> _Exercise_
Can you render the material from the line containing "Someone flagged dark trousers" through the line containing "[0,0,1080,259]" as a numbered list, leaving out any blank lines?

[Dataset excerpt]
* START *

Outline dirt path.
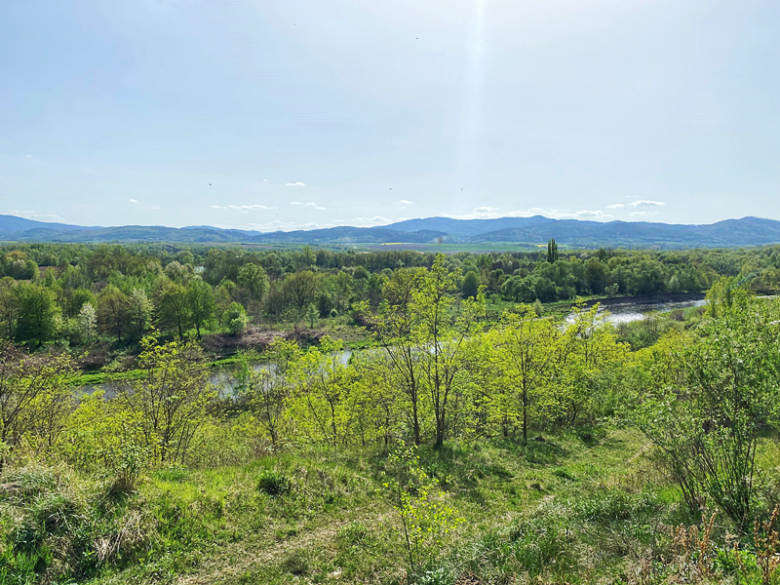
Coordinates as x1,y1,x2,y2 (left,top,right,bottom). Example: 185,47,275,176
178,514,385,585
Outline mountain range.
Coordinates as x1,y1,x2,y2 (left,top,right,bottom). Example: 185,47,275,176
0,215,780,248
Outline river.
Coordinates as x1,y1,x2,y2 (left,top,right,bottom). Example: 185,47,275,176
81,299,705,397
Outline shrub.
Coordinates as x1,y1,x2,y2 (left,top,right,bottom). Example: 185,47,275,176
257,469,291,497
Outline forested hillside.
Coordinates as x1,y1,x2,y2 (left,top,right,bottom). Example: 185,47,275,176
0,242,780,356
0,215,780,249
0,241,780,585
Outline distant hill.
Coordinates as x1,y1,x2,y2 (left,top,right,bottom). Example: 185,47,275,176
0,215,100,234
0,215,780,248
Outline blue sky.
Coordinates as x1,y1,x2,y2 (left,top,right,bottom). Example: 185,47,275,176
0,0,780,231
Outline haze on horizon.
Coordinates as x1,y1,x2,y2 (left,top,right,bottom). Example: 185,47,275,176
0,0,780,231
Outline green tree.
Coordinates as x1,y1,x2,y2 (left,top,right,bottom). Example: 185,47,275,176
638,301,780,527
235,339,300,450
461,270,479,299
547,238,558,264
304,303,320,329
157,282,190,337
0,276,18,340
238,264,268,301
187,279,217,339
120,338,216,464
14,283,60,347
411,254,485,448
127,288,154,339
0,344,73,472
222,302,249,335
98,284,130,341
491,311,563,442
63,288,97,317
377,270,425,445
76,303,98,343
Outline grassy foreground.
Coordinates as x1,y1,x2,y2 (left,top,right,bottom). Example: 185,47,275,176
0,430,780,585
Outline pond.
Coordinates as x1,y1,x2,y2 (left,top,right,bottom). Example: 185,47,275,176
566,299,707,325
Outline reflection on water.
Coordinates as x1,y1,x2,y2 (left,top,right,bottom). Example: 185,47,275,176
80,349,352,398
566,299,707,325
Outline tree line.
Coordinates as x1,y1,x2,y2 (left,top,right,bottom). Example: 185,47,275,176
0,240,780,347
0,256,780,526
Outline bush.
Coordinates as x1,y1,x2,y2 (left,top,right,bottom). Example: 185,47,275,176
257,469,291,497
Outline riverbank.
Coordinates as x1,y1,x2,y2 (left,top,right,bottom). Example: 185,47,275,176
571,292,707,308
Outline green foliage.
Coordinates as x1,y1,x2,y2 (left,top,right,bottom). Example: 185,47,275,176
637,301,780,527
257,469,291,497
222,302,249,335
14,283,60,346
383,444,464,573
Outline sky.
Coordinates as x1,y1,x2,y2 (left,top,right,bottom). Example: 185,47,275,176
0,0,780,231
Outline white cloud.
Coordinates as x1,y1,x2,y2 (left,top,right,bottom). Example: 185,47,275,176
211,204,276,211
6,209,60,221
246,219,336,232
561,209,612,219
352,215,390,227
290,201,327,210
455,206,612,219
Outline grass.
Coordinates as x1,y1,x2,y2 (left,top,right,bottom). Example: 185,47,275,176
0,429,780,585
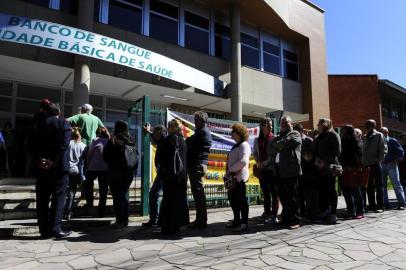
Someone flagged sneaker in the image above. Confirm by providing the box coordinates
[231,224,248,232]
[141,220,156,227]
[289,224,300,230]
[226,221,240,229]
[327,214,337,225]
[257,212,271,221]
[264,217,279,225]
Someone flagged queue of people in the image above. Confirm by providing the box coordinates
[28,97,406,238]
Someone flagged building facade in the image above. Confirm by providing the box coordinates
[0,0,329,127]
[328,75,406,137]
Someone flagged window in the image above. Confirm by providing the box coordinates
[214,23,231,60]
[59,0,100,18]
[149,0,178,44]
[59,0,79,15]
[109,0,142,34]
[262,41,281,75]
[382,98,391,117]
[241,33,259,69]
[185,11,210,54]
[283,50,299,81]
[24,0,49,8]
[392,101,403,121]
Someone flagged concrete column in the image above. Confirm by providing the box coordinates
[72,0,94,114]
[230,0,242,122]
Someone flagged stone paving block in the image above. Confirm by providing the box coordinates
[259,255,285,266]
[138,259,173,270]
[369,243,395,257]
[387,261,406,269]
[344,250,376,261]
[352,263,393,270]
[327,261,365,270]
[68,255,97,270]
[302,248,331,261]
[210,262,237,270]
[94,248,132,266]
[32,263,72,270]
[37,254,79,263]
[276,262,314,270]
[0,256,32,268]
[1,261,41,270]
[307,244,343,255]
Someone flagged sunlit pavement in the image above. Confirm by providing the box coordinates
[0,191,406,270]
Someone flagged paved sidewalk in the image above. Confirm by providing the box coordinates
[0,195,406,270]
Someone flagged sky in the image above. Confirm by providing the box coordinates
[311,0,406,88]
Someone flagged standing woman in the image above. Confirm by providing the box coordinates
[340,125,364,219]
[314,118,341,224]
[158,119,189,235]
[103,120,136,228]
[253,118,279,223]
[83,127,110,217]
[64,127,86,220]
[224,123,251,232]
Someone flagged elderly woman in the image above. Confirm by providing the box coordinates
[225,123,251,231]
[158,119,189,235]
[253,118,279,223]
[314,118,341,224]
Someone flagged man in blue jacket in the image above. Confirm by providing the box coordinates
[380,127,405,210]
[186,111,212,229]
[34,103,71,238]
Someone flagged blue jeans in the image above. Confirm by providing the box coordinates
[382,162,405,206]
[149,174,164,223]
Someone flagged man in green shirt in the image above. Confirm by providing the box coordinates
[68,104,104,146]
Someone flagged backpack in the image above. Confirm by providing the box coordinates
[173,136,184,176]
[124,144,140,171]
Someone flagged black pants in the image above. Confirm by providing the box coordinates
[319,175,338,215]
[107,167,134,223]
[259,169,279,216]
[188,164,207,224]
[83,171,109,216]
[149,174,164,223]
[278,177,301,225]
[65,174,82,215]
[341,185,364,216]
[35,170,68,235]
[367,163,383,211]
[228,181,249,225]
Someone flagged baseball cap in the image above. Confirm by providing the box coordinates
[80,103,93,112]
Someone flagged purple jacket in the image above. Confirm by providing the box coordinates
[86,137,109,171]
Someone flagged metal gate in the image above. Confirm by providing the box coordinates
[128,96,166,216]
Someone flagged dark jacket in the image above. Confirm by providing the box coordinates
[34,116,71,172]
[383,137,405,163]
[103,134,134,169]
[268,130,302,178]
[339,138,362,167]
[313,131,341,167]
[186,126,212,167]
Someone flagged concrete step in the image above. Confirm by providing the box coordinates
[0,178,141,220]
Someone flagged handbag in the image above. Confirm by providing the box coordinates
[223,174,237,190]
[124,144,139,170]
[342,167,370,187]
[252,164,262,178]
[173,136,184,176]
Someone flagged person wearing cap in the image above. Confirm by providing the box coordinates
[68,104,104,146]
[362,119,388,213]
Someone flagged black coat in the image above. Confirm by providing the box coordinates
[34,116,71,172]
[186,126,212,167]
[159,134,189,233]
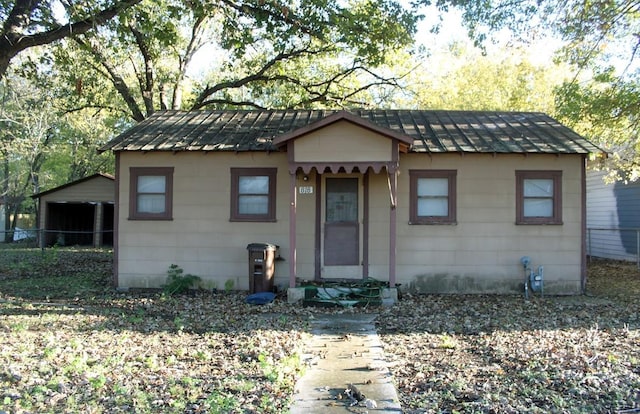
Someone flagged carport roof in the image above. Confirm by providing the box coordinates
[100,109,603,154]
[31,173,115,198]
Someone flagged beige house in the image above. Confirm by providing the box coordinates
[32,173,115,247]
[102,110,601,294]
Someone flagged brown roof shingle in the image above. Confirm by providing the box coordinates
[100,110,603,154]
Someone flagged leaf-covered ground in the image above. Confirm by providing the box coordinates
[0,248,640,413]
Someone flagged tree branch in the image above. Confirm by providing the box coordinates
[0,0,142,79]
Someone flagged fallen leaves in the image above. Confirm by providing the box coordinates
[377,263,640,413]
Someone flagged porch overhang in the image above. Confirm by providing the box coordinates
[273,111,413,288]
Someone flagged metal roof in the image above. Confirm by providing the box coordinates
[31,173,115,198]
[100,110,603,154]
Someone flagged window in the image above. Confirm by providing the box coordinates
[409,170,457,224]
[129,167,173,220]
[516,171,562,224]
[231,168,277,221]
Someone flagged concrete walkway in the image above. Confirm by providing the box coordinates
[290,314,402,414]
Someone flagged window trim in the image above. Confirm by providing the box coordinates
[129,167,173,220]
[409,170,458,224]
[516,170,562,225]
[229,167,278,222]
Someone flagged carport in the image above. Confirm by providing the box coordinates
[33,173,115,247]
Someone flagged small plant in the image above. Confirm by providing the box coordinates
[163,264,201,295]
[224,279,234,293]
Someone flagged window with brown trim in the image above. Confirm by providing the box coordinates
[129,167,173,220]
[516,171,562,224]
[231,168,278,221]
[409,170,457,224]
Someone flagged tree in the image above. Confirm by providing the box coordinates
[0,0,141,79]
[42,0,418,121]
[420,0,640,180]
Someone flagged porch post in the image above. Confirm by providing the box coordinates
[93,202,104,247]
[387,165,398,288]
[289,167,297,288]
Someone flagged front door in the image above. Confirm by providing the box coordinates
[322,177,362,278]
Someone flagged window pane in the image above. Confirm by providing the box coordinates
[524,198,553,217]
[418,198,449,217]
[138,194,165,214]
[524,179,553,197]
[238,176,269,194]
[138,175,166,193]
[238,195,269,215]
[418,178,449,197]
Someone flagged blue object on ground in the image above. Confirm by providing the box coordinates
[245,292,276,305]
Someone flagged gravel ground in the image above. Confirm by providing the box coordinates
[0,250,640,413]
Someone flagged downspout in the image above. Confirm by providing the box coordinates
[387,140,400,288]
[113,151,122,288]
[580,154,587,294]
[287,141,297,288]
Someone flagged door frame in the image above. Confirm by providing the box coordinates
[314,170,369,281]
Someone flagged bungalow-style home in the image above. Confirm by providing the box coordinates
[101,110,601,294]
[32,173,115,247]
[587,170,640,266]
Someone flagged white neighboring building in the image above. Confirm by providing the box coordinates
[587,171,640,261]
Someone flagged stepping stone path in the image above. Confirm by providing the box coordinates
[290,314,402,414]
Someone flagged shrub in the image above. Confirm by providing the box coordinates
[163,264,201,295]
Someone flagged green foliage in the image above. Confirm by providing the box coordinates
[163,264,202,295]
[224,279,235,293]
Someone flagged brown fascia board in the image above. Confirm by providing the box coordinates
[273,111,413,147]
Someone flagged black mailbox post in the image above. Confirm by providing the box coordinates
[247,243,278,293]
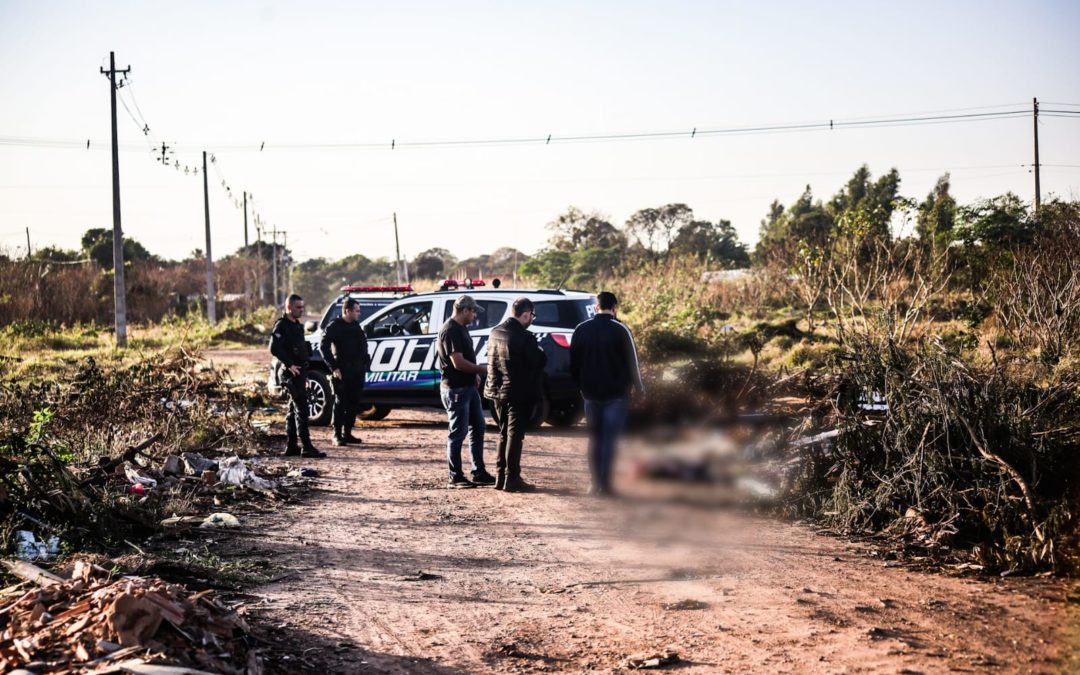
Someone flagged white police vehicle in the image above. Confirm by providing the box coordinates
[271,280,596,426]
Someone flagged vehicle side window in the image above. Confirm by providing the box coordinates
[319,301,341,328]
[372,301,433,337]
[443,300,507,330]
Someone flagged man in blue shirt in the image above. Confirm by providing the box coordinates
[570,291,644,495]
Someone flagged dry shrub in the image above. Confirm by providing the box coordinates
[792,336,1080,570]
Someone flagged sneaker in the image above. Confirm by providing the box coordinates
[446,476,476,489]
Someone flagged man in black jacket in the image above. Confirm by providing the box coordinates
[319,298,368,446]
[270,294,326,457]
[570,291,644,495]
[484,298,548,492]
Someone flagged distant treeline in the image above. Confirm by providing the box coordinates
[6,165,1076,322]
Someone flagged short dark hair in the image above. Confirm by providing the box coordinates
[596,291,619,310]
[514,298,535,316]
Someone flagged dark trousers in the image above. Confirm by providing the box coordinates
[585,399,630,492]
[492,399,535,483]
[330,367,364,435]
[285,370,311,447]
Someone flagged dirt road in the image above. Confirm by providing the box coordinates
[221,411,1066,673]
[206,353,1078,673]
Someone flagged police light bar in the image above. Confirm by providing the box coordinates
[341,284,413,293]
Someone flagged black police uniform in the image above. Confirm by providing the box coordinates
[270,315,319,455]
[320,316,368,444]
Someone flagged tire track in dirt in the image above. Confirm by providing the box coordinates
[225,411,1065,673]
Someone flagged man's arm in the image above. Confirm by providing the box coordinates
[319,324,337,370]
[450,352,487,375]
[619,323,645,394]
[270,319,296,368]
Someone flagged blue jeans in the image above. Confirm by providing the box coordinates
[438,384,487,478]
[585,399,630,491]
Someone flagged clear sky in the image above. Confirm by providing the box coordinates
[0,0,1080,259]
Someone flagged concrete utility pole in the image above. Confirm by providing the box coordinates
[102,52,131,347]
[1031,98,1042,218]
[270,225,281,307]
[394,211,402,286]
[203,150,217,326]
[255,223,267,302]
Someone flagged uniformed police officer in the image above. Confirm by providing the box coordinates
[320,298,368,446]
[270,294,326,457]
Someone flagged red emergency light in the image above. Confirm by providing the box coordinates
[341,284,413,293]
[438,279,487,291]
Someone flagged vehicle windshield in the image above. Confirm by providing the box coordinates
[319,298,396,328]
[532,299,596,329]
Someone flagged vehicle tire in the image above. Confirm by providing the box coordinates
[356,405,393,420]
[308,370,334,427]
[546,396,585,428]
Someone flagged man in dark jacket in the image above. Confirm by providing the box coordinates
[484,298,548,492]
[319,298,368,446]
[570,291,644,495]
[270,294,326,457]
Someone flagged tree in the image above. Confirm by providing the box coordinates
[81,228,159,270]
[671,220,750,269]
[626,204,693,258]
[411,248,458,279]
[915,174,957,251]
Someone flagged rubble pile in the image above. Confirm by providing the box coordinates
[0,562,262,675]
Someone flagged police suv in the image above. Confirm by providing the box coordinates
[269,280,596,426]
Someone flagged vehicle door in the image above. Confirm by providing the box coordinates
[364,299,440,401]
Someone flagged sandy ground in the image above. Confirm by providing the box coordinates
[206,354,1078,673]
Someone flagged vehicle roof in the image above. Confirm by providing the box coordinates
[382,288,595,300]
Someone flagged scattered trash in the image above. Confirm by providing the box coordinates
[15,529,60,561]
[622,649,681,670]
[184,453,217,476]
[661,600,708,610]
[124,464,158,488]
[199,513,240,527]
[394,569,442,581]
[0,562,262,675]
[735,476,777,499]
[161,455,184,476]
[218,455,275,490]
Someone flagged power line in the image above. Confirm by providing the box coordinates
[0,106,1080,152]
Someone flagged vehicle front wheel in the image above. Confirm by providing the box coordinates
[548,396,585,427]
[308,370,334,427]
[356,405,393,420]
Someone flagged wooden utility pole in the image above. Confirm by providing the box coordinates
[203,150,217,326]
[394,211,402,286]
[102,52,131,347]
[1031,98,1042,218]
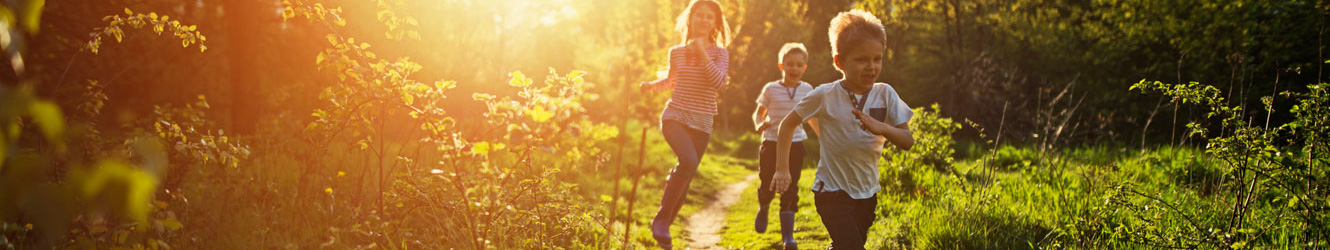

* END *

> _Task solution_
1. Someone flagged dark trousers in the image above. Confirm by providing the box coordinates
2. [585,399,630,492]
3. [492,399,535,483]
4. [330,367,364,435]
5. [285,370,311,447]
6. Someone flagged dirt road in the image above. Confirm by providing the box coordinates
7. [221,411,1066,673]
8. [206,353,1078,673]
9. Someone flagged police light bar in the image above. Confirm by providing the box coordinates
10. [341,284,413,293]
11. Someone flagged black police uniform in the image above. Confirm by providing the box coordinates
12. [270,315,319,455]
13. [320,316,368,444]
14. Someone flagged tire track in dirt in the image above. Confirm by providing the box coordinates
15. [225,411,1065,673]
16. Someone flagged man's arm in the image above. Confirm by providing the box coordinates
17. [319,324,337,370]
18. [450,352,487,375]
19. [619,323,645,394]
20. [270,319,296,368]
21. Someone flagged blue jeans in the image above. Confirm by providing the box coordinates
22. [438,384,487,478]
23. [585,399,630,491]
24. Someone flagged clear sky in the image above. Confirm by providing the box coordinates
25. [0,0,1080,259]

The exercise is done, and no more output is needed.